::: SUPPLIED MATERIAL :::

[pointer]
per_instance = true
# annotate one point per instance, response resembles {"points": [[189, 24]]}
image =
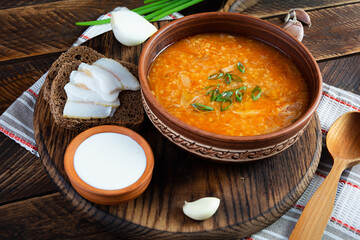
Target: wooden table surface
{"points": [[34, 33]]}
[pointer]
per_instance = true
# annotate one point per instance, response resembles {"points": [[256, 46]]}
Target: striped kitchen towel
{"points": [[17, 123]]}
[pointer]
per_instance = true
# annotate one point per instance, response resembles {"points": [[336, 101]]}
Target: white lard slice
{"points": [[79, 94], [85, 110], [130, 28], [106, 81], [128, 80], [83, 79]]}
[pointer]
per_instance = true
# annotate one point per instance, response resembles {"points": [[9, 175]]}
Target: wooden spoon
{"points": [[343, 142]]}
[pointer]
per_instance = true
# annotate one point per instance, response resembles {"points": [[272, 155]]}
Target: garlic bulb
{"points": [[130, 28], [295, 29], [202, 208]]}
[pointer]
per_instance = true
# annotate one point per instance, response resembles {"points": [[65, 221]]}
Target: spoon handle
{"points": [[317, 212]]}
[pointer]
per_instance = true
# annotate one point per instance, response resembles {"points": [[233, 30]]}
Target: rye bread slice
{"points": [[75, 54], [129, 114]]}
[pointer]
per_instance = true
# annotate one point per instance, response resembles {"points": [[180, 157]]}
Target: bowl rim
{"points": [[74, 177], [302, 120]]}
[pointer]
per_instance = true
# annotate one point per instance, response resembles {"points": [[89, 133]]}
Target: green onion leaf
{"points": [[228, 78], [236, 78], [180, 5], [216, 76], [151, 7], [226, 100], [202, 107], [241, 67], [256, 93]]}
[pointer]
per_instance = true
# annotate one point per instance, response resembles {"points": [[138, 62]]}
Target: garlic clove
{"points": [[295, 29], [298, 14], [130, 28], [202, 208]]}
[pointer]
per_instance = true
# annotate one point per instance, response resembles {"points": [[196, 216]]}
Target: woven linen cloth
{"points": [[17, 123]]}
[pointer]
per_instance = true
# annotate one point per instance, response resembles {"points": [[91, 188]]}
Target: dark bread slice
{"points": [[75, 54], [129, 114]]}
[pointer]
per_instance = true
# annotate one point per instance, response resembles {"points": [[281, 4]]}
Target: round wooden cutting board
{"points": [[253, 195]]}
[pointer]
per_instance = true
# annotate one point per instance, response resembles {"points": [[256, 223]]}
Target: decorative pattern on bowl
{"points": [[218, 154]]}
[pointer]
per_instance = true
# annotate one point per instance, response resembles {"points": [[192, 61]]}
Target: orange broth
{"points": [[179, 74]]}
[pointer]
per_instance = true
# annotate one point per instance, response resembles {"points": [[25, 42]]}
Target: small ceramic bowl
{"points": [[101, 196], [218, 147]]}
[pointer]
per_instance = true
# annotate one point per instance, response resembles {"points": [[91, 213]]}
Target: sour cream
{"points": [[109, 161]]}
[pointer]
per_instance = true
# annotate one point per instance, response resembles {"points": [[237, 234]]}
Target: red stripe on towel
{"points": [[340, 101], [85, 37], [16, 138], [334, 219]]}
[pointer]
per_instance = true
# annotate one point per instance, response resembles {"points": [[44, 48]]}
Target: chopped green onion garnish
{"points": [[207, 87], [229, 100], [228, 78], [202, 107], [216, 76], [254, 95], [214, 94], [223, 96], [238, 95], [241, 67], [236, 78]]}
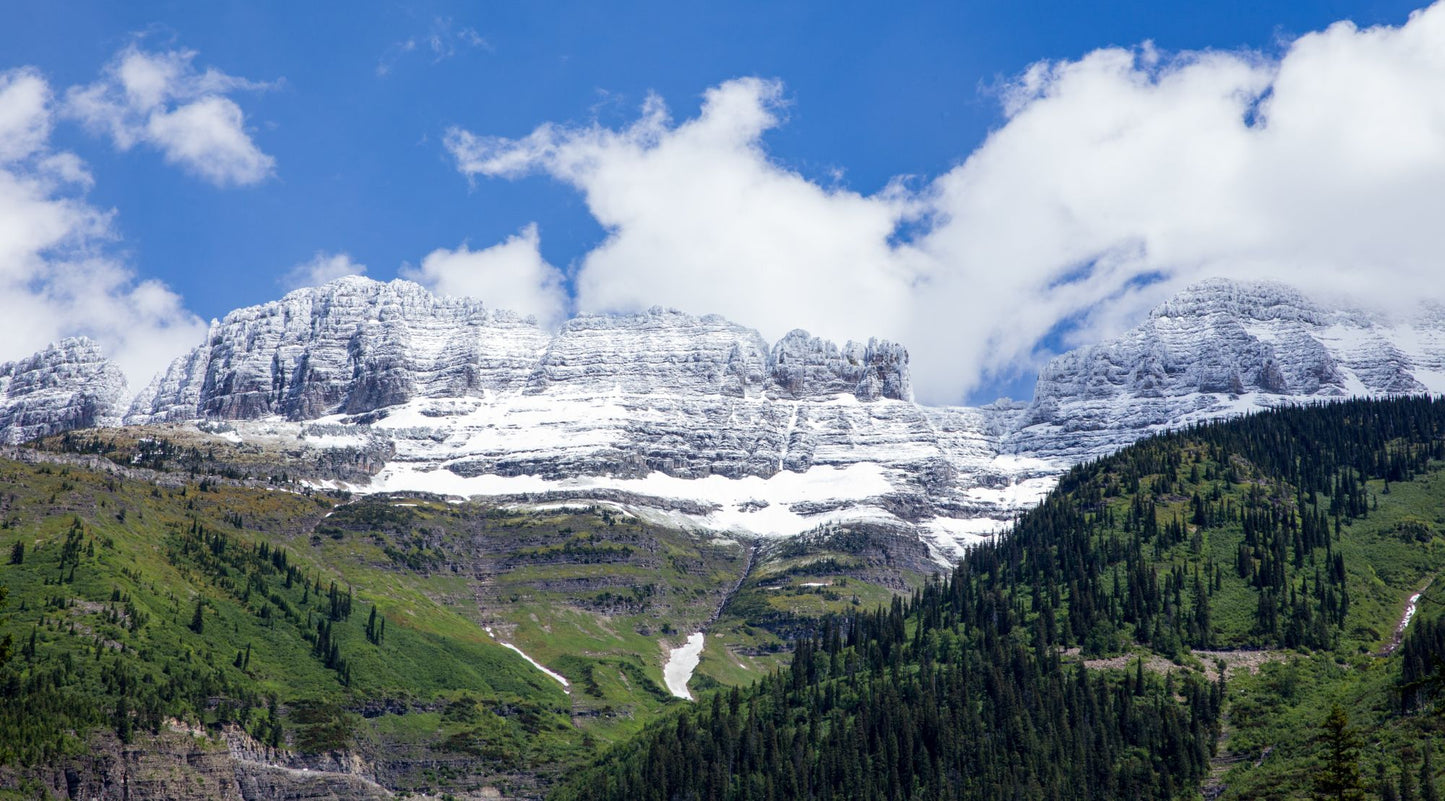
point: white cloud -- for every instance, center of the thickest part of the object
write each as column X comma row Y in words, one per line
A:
column 442, row 41
column 1111, row 181
column 510, row 275
column 55, row 278
column 165, row 101
column 321, row 268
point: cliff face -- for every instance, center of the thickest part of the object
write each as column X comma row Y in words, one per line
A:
column 1220, row 349
column 68, row 385
column 416, row 392
column 356, row 346
column 350, row 346
column 185, row 765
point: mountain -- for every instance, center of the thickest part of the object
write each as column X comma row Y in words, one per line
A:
column 700, row 421
column 1221, row 349
column 68, row 385
column 695, row 417
column 1174, row 620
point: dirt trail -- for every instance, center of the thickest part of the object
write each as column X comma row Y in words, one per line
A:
column 1411, row 606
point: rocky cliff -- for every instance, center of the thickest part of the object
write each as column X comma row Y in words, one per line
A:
column 1221, row 349
column 68, row 385
column 701, row 414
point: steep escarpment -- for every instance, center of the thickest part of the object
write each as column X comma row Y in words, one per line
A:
column 350, row 346
column 356, row 346
column 68, row 385
column 1221, row 349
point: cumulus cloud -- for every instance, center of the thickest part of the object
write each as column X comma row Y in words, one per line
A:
column 55, row 278
column 162, row 100
column 321, row 269
column 510, row 275
column 1110, row 182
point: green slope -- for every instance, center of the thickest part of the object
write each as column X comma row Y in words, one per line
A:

:::

__WHAT THE TASK REQUIRES__: Scan the records above, then copy out each line that mentions "part".

__REPLY TO THE EXERCISE__:
point: white cloud -- for every instance, center of the thickest part of the object
point: cliff face -- for every instance, center of the thickest part of the object
point: mountain -- for every instance, center of the thickest part of the object
point: dirt trail -- for every instance, center of the thickest part of the object
point: rocky cliff -- for every instance, center of the thickest part of the object
point: steep escarpment -- for every instance, center of the thickest part of the object
point: cumulus cloud -- for every instance, center of the thickest part of the object
point: green slope -- for every instance, center of the thickest part of the object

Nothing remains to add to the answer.